Problem statement:
Pick out each line in the records below that contains the word "black" and copy those lines unchanged.

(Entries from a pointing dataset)
— Begin —
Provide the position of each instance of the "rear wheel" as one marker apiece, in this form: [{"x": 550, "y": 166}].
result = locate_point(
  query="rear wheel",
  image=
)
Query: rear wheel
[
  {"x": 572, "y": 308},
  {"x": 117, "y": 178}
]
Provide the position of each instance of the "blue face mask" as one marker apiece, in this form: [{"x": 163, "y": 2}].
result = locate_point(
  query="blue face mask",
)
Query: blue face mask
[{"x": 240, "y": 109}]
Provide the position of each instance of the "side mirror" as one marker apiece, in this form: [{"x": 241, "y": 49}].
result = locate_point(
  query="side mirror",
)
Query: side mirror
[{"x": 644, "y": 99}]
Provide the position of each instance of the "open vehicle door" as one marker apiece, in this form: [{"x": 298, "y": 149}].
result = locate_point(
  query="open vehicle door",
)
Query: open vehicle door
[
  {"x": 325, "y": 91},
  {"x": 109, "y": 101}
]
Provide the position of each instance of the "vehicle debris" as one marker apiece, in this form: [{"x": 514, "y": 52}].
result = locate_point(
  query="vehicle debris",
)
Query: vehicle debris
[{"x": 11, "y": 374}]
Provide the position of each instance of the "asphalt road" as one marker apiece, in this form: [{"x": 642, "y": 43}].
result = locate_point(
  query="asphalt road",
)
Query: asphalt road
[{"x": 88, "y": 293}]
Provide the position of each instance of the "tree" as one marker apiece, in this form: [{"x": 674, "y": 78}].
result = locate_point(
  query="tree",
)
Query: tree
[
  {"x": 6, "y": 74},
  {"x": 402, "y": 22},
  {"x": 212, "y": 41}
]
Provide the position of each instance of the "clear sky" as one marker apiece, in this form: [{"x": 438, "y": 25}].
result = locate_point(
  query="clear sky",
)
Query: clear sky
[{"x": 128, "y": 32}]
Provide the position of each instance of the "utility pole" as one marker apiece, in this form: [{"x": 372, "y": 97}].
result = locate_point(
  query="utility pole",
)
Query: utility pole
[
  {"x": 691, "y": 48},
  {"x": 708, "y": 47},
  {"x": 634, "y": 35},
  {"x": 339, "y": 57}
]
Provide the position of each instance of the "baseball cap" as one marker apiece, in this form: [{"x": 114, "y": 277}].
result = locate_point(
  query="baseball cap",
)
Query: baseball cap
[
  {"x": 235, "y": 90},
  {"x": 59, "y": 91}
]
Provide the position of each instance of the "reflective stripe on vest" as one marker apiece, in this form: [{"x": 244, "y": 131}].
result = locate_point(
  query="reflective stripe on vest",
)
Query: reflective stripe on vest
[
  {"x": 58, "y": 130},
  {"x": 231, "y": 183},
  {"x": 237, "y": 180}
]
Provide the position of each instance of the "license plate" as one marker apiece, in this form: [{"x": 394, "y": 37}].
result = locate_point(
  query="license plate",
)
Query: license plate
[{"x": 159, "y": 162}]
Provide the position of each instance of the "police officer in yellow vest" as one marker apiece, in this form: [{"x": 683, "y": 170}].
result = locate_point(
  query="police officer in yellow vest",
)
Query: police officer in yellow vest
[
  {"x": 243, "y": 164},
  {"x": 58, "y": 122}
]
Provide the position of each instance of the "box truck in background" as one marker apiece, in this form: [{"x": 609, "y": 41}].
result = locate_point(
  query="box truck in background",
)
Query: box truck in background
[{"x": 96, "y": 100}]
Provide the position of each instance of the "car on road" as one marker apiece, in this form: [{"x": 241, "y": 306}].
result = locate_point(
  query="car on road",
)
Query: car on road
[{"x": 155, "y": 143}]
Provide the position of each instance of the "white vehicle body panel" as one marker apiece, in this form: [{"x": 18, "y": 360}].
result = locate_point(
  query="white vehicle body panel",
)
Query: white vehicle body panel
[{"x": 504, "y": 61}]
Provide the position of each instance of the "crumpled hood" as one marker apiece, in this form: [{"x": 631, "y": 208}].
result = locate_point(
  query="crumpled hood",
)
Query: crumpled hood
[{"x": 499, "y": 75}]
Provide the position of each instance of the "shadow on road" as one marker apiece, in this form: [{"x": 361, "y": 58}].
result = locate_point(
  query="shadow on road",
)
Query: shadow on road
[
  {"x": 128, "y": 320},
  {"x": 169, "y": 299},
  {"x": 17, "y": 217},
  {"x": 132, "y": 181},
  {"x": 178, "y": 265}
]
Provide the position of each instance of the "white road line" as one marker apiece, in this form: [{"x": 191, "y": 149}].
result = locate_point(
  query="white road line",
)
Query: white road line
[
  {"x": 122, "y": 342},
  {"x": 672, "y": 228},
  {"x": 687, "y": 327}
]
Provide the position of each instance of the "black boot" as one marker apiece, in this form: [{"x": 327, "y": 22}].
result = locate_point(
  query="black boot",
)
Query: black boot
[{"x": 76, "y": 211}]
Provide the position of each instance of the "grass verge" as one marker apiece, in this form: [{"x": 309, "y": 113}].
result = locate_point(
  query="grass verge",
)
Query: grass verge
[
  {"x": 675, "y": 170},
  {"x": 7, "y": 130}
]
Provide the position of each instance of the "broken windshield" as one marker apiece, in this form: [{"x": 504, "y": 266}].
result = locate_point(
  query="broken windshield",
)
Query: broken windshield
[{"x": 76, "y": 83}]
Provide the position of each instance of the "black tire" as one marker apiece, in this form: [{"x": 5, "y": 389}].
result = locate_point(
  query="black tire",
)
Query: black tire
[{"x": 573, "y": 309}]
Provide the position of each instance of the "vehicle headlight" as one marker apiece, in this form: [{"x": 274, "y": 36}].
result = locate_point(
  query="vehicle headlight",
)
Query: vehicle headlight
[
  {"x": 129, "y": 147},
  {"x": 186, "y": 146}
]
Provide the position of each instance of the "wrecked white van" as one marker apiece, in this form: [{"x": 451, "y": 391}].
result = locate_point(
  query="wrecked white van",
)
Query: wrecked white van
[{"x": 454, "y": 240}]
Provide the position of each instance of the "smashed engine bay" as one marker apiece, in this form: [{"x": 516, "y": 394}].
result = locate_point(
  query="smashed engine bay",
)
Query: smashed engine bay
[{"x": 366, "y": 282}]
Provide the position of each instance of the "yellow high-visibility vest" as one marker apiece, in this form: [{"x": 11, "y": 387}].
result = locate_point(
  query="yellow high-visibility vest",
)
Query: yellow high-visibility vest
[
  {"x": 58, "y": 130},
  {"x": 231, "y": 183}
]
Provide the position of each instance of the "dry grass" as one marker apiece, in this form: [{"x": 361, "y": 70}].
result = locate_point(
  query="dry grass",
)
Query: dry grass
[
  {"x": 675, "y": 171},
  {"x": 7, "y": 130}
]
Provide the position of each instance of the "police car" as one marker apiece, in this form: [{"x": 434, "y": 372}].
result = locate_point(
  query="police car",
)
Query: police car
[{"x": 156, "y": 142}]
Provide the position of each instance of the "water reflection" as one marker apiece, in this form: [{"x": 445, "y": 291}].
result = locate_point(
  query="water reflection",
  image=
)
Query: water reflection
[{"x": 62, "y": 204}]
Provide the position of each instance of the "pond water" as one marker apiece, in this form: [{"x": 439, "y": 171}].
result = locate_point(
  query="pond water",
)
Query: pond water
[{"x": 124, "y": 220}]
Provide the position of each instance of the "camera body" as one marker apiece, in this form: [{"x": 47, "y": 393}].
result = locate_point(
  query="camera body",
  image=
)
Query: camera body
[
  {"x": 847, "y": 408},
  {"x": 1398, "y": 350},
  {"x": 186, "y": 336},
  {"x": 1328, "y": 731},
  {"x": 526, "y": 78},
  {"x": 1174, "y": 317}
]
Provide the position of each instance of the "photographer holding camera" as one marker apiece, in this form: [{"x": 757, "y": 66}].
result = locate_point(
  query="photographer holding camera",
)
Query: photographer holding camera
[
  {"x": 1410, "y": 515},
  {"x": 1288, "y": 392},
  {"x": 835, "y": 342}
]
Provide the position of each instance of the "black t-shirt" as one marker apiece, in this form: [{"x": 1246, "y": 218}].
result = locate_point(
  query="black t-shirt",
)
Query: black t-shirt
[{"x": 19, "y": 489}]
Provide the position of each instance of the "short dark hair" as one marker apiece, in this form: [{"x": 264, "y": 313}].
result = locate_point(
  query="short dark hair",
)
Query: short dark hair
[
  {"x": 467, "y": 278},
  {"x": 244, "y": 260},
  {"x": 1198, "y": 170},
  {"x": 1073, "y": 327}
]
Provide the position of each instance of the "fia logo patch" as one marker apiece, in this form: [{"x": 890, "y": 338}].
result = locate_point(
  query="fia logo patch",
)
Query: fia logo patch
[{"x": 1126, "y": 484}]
— End —
Worked solution:
Provide the position of each instance of the "black boot" as one marker apiece, in this form: [{"x": 327, "y": 22}].
  query="black boot",
Query: black boot
Provide the position of each instance of the "black tire" as one marker apiece, in this form: [{"x": 5, "y": 389}].
  query="black tire",
Query: black tire
Provide the position of each instance of the "black t-shirt" as one marker apiece, in this form: [{"x": 1246, "y": 218}].
  query="black t-shirt",
Query: black t-shirt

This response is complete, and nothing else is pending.